About this task:
Please quote exactly the lines below from the line containing "Target: dark cow silhouette" to the line containing "Target: white cloud", both lines included, and nothing else.

Provided data:
# # # # # # #

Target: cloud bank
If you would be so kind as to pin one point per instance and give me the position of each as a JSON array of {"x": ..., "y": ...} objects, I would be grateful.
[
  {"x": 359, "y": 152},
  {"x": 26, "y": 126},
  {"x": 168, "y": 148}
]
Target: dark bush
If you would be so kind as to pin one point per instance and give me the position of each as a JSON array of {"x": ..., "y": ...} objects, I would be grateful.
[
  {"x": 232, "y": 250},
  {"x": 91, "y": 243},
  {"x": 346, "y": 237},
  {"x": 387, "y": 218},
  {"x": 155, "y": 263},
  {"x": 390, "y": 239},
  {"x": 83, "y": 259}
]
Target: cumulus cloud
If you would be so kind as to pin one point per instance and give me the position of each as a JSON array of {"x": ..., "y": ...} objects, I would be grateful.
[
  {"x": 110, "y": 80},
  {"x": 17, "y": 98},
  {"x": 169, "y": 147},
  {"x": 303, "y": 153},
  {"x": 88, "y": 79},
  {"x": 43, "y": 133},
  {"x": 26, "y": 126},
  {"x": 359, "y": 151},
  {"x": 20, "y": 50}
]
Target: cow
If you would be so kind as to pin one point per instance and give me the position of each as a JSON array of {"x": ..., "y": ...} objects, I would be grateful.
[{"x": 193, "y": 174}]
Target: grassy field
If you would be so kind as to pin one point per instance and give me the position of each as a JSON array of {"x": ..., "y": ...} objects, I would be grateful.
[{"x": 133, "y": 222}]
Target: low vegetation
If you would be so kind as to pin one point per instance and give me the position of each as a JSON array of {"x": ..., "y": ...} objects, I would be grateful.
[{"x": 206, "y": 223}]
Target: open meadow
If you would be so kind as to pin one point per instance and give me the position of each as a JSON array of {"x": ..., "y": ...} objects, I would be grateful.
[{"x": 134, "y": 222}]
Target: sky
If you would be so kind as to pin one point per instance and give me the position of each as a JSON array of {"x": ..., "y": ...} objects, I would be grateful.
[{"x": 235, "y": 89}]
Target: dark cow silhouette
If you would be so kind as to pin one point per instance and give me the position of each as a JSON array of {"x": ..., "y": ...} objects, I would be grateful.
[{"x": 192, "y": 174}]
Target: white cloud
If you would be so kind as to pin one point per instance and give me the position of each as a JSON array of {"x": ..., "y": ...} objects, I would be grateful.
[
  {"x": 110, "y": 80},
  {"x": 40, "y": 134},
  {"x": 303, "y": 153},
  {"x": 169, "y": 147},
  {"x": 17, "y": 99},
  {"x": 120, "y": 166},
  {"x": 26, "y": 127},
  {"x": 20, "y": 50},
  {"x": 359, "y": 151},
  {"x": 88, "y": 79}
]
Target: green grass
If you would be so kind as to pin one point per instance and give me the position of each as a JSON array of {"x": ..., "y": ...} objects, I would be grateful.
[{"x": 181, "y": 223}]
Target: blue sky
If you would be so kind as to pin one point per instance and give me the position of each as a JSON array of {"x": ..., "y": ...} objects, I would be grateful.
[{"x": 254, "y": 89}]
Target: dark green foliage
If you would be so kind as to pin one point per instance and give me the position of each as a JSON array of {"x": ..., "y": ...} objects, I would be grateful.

# # # # # # #

Task answer:
Target: dark cow silhouette
If you would be so kind as to pin one point per instance and give me the position of each as a JSON array of {"x": ..., "y": ...} objects, I would be grateful.
[{"x": 192, "y": 174}]
Target: white cloud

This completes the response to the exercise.